RECORDS FOR THE TASK
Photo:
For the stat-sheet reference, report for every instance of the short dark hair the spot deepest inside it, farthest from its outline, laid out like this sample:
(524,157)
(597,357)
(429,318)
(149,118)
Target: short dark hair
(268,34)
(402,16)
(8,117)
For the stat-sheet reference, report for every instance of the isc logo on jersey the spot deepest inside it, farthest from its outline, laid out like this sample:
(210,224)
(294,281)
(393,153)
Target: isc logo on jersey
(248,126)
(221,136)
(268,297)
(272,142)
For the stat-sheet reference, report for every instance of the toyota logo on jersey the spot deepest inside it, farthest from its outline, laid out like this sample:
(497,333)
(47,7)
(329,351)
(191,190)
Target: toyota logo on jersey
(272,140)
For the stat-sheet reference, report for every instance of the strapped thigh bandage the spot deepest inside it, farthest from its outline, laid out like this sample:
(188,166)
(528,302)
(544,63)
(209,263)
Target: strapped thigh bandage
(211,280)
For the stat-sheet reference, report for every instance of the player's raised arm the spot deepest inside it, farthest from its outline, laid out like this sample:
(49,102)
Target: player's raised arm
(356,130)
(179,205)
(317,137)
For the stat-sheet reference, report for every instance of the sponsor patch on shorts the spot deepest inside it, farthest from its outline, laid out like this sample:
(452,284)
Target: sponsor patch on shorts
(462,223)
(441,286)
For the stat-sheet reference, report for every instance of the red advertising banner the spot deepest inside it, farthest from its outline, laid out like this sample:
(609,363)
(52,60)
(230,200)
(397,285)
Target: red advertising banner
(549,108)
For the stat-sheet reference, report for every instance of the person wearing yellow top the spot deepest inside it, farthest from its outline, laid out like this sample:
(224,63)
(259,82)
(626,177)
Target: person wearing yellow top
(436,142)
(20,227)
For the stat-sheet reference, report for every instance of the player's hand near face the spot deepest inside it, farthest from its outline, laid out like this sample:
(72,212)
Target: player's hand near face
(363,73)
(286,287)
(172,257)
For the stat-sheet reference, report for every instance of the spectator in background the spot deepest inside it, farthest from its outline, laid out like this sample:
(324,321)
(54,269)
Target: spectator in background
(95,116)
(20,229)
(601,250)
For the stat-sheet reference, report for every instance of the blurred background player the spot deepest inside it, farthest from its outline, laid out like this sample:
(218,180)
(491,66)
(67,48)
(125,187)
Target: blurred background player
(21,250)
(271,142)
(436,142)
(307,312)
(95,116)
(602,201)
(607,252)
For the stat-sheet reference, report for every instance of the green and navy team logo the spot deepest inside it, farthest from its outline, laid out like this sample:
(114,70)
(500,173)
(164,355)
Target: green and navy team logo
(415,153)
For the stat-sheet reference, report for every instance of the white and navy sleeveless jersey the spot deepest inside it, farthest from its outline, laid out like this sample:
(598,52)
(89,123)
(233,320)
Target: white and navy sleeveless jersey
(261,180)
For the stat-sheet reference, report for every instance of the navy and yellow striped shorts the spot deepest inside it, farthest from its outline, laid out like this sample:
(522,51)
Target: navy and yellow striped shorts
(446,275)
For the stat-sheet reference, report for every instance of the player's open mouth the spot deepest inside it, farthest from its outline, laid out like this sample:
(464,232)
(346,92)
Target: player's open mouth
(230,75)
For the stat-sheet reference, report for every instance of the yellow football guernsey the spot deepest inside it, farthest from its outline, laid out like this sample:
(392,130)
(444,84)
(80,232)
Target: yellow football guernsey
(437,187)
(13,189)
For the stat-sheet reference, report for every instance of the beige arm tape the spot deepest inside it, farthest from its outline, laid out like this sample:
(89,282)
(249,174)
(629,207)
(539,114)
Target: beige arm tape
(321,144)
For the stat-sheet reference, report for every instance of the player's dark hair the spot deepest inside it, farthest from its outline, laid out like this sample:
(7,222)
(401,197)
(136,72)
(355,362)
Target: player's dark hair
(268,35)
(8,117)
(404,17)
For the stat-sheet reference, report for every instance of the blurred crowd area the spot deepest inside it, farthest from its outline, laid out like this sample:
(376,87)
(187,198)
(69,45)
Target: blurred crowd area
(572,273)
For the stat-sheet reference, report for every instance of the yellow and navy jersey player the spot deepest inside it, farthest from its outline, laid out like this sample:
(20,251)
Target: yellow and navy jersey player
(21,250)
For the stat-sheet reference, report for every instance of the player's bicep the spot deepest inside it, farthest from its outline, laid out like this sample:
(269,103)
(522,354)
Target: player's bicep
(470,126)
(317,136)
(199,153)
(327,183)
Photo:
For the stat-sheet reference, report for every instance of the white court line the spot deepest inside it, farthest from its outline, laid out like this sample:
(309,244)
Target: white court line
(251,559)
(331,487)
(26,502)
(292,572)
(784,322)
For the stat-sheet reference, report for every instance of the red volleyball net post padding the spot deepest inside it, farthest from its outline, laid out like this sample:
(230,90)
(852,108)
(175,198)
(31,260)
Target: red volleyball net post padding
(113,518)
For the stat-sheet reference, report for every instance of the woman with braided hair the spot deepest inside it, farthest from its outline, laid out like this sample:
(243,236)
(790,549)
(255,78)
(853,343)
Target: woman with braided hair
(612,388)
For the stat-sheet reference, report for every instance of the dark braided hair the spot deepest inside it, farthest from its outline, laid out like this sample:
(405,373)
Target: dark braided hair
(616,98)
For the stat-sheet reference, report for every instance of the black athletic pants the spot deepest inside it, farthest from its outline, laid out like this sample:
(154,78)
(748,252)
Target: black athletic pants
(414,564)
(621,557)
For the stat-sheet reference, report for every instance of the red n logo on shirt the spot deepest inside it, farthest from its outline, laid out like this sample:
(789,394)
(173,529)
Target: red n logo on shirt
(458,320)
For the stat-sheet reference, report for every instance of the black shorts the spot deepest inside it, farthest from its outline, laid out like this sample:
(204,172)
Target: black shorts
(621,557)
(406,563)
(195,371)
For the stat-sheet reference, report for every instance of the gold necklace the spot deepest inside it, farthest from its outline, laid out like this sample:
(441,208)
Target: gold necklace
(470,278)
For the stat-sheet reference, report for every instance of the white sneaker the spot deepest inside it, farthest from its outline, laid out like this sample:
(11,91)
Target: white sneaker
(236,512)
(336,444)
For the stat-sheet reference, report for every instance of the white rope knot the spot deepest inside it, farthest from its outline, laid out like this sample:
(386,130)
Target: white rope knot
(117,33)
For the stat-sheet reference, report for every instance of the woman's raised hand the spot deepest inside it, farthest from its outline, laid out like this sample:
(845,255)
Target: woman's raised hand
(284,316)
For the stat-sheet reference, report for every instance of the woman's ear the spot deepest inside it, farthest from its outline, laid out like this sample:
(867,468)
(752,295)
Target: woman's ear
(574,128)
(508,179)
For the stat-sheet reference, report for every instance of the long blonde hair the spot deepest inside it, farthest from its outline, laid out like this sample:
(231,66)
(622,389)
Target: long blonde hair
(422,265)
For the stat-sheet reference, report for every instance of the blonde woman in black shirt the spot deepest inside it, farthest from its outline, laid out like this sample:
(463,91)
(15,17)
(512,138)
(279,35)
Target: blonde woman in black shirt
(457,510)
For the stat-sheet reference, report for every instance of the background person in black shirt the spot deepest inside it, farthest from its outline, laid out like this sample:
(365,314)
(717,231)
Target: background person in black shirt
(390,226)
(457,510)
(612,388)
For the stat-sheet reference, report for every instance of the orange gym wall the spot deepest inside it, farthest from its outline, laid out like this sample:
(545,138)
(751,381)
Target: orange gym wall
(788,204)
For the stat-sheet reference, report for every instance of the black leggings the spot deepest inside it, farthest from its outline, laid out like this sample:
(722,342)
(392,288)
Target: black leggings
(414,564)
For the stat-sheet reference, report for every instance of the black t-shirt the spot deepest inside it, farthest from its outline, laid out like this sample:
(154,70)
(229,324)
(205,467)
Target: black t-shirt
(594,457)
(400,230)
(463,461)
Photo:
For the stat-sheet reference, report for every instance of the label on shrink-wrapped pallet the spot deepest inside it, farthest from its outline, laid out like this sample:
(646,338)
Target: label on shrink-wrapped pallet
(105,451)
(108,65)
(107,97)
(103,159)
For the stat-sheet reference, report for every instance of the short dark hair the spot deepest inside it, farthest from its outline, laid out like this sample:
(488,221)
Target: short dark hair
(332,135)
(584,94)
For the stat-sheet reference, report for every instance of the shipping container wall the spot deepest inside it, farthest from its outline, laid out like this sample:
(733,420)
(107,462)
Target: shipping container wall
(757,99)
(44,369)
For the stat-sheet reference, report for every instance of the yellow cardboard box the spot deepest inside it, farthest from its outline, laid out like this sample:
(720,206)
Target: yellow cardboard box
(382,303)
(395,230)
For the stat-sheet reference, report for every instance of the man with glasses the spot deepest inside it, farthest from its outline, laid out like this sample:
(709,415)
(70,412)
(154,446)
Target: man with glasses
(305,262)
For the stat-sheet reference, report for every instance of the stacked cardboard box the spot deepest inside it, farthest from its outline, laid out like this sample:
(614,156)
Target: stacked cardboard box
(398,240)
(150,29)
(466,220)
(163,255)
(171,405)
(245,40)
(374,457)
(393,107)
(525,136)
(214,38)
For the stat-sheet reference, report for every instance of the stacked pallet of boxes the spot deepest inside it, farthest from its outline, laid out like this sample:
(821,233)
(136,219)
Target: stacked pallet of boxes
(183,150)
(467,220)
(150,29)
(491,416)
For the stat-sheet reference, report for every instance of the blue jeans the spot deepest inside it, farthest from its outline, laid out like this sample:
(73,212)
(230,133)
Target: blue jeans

CHALLENGE
Please repeat the lines from the one containing "of the blue" through the last line, changing "blue jeans" to "denim overalls" and keeping everything else the same.

CORRECT OUTPUT
For the stat-sheet reference, report for every instance of the denim overalls the spot deepest inside it, farthest from its outline, laid out like this sample:
(73,212)
(230,133)
Target: denim overalls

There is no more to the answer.